PROVIDED RECORDS:
##########

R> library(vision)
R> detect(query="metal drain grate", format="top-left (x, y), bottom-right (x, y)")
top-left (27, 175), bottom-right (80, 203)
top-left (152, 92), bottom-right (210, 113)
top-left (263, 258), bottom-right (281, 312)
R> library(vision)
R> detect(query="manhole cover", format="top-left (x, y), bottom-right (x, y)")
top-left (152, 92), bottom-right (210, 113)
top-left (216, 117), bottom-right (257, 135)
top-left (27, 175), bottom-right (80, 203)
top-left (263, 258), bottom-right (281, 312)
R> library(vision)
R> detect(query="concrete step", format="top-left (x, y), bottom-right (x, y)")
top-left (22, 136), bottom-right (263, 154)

##########

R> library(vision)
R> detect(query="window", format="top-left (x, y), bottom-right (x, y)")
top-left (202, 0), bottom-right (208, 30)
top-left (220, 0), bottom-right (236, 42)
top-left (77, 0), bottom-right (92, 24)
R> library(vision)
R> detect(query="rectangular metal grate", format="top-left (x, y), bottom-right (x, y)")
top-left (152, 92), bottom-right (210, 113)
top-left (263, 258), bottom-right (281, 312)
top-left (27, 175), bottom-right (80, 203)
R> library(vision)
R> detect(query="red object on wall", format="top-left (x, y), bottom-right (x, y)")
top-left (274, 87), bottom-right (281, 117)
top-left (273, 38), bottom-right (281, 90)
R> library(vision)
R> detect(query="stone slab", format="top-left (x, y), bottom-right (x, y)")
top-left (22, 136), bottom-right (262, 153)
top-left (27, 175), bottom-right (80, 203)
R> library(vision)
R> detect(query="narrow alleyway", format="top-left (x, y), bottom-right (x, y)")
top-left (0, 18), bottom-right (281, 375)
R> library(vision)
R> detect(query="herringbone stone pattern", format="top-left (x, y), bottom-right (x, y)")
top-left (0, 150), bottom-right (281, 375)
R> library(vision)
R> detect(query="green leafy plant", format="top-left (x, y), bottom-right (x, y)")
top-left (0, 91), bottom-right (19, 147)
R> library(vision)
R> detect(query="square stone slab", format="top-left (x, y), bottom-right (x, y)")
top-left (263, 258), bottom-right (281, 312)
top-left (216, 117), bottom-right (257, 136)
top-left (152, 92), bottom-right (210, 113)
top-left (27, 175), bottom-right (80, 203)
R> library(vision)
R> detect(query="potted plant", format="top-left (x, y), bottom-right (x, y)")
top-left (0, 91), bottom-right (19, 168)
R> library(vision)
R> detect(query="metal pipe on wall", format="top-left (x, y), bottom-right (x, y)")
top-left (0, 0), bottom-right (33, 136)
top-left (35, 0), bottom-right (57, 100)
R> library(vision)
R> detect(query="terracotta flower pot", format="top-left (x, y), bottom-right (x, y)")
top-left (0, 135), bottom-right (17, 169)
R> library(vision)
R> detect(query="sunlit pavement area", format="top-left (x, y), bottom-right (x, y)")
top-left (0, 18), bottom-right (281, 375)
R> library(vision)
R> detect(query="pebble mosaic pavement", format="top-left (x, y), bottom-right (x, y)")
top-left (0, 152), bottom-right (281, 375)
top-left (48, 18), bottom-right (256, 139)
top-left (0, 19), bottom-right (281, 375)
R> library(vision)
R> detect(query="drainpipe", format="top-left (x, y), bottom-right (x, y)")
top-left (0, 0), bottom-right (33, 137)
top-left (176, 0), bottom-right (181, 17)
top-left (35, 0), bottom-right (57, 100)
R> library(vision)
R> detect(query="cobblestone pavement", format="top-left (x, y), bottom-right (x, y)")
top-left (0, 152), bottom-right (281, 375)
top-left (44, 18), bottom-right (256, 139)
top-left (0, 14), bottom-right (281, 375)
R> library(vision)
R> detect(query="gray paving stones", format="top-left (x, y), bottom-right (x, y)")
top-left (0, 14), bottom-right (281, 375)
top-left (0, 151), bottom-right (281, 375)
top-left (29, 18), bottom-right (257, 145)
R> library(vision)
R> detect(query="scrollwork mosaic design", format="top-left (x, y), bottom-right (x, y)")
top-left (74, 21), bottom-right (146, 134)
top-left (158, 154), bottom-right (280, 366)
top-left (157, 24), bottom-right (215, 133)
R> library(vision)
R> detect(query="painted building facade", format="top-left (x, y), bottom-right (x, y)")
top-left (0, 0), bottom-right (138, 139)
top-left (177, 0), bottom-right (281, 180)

##########

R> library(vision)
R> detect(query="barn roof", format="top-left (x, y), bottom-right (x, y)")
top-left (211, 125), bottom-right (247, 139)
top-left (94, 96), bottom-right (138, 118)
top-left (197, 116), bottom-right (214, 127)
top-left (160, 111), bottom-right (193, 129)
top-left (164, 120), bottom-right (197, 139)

##########

WHAT YOU NEED TO DO:
Show every line of the data above that contains the string "pavement". Case counts.

FINISHED ANSWER:
R> detect(query="sunlit pavement area", format="top-left (x, y), bottom-right (x, y)")
R> detect(query="pebble mosaic pavement", format="top-left (x, y), bottom-right (x, y)")
R> detect(query="cobblestone pavement", format="top-left (x, y), bottom-right (x, y)")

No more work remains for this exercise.